Below are the records. State how many of their lines hold the word "path", and add nothing else.

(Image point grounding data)
[Start of Attachment]
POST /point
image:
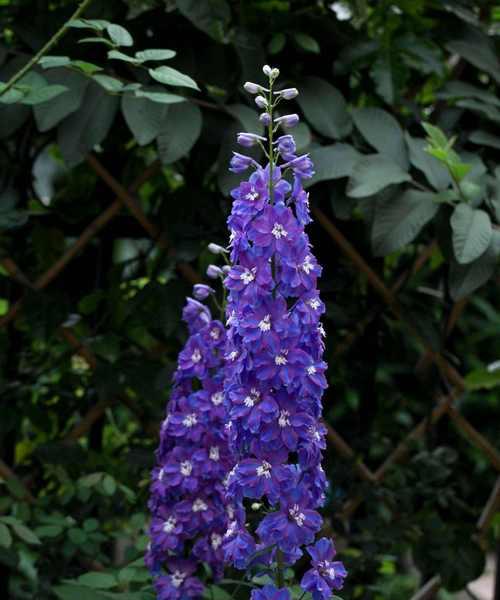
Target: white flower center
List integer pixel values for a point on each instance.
(280, 360)
(177, 578)
(190, 420)
(314, 303)
(199, 505)
(217, 398)
(248, 276)
(169, 525)
(283, 420)
(279, 231)
(307, 265)
(186, 468)
(297, 516)
(196, 356)
(264, 470)
(265, 324)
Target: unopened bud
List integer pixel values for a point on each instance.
(216, 249)
(288, 93)
(261, 102)
(214, 272)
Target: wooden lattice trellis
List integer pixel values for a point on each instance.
(444, 405)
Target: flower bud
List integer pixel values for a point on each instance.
(202, 291)
(252, 88)
(216, 249)
(261, 102)
(214, 272)
(240, 162)
(287, 120)
(288, 93)
(249, 139)
(265, 118)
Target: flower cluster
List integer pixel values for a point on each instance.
(189, 511)
(274, 372)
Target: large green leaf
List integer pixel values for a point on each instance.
(399, 218)
(373, 173)
(332, 162)
(170, 76)
(434, 171)
(465, 279)
(383, 132)
(479, 50)
(182, 128)
(49, 114)
(144, 117)
(472, 232)
(325, 108)
(88, 126)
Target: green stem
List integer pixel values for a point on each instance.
(48, 46)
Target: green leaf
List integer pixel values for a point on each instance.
(144, 117)
(306, 42)
(472, 232)
(332, 162)
(109, 485)
(48, 115)
(77, 536)
(43, 94)
(399, 218)
(49, 62)
(5, 537)
(482, 379)
(211, 16)
(110, 84)
(169, 76)
(181, 130)
(88, 126)
(479, 50)
(373, 173)
(277, 43)
(383, 132)
(436, 173)
(161, 97)
(465, 279)
(117, 55)
(483, 138)
(325, 108)
(119, 35)
(97, 580)
(145, 55)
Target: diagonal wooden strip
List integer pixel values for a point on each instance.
(345, 450)
(89, 232)
(447, 370)
(131, 203)
(474, 437)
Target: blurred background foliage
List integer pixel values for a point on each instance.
(103, 138)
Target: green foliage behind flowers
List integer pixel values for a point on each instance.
(402, 119)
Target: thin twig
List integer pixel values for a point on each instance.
(48, 46)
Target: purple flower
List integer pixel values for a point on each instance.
(269, 592)
(326, 574)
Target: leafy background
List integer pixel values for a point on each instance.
(87, 357)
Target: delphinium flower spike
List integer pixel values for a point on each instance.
(189, 511)
(275, 373)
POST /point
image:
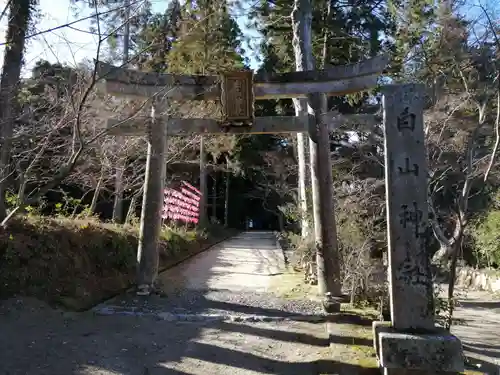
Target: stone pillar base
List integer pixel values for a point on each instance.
(438, 352)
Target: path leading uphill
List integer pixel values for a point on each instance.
(217, 314)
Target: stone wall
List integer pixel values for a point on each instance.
(479, 279)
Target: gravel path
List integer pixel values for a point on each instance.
(479, 329)
(234, 279)
(217, 315)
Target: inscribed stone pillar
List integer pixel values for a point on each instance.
(411, 293)
(152, 205)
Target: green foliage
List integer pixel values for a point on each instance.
(487, 239)
(77, 262)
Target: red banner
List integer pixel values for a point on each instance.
(183, 205)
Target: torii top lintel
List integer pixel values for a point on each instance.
(337, 80)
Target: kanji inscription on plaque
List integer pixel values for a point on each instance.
(408, 169)
(237, 97)
(412, 215)
(406, 120)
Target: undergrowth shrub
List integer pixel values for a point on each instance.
(59, 258)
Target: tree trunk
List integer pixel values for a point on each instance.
(121, 163)
(226, 199)
(203, 184)
(214, 200)
(118, 202)
(97, 192)
(300, 110)
(321, 174)
(131, 208)
(19, 17)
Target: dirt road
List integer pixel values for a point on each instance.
(217, 315)
(479, 329)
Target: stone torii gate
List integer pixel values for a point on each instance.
(410, 343)
(237, 92)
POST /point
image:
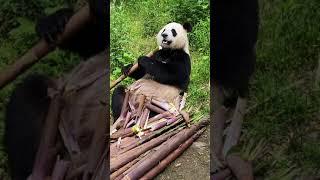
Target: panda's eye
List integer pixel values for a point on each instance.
[End of Attachment]
▶ **Response below**
2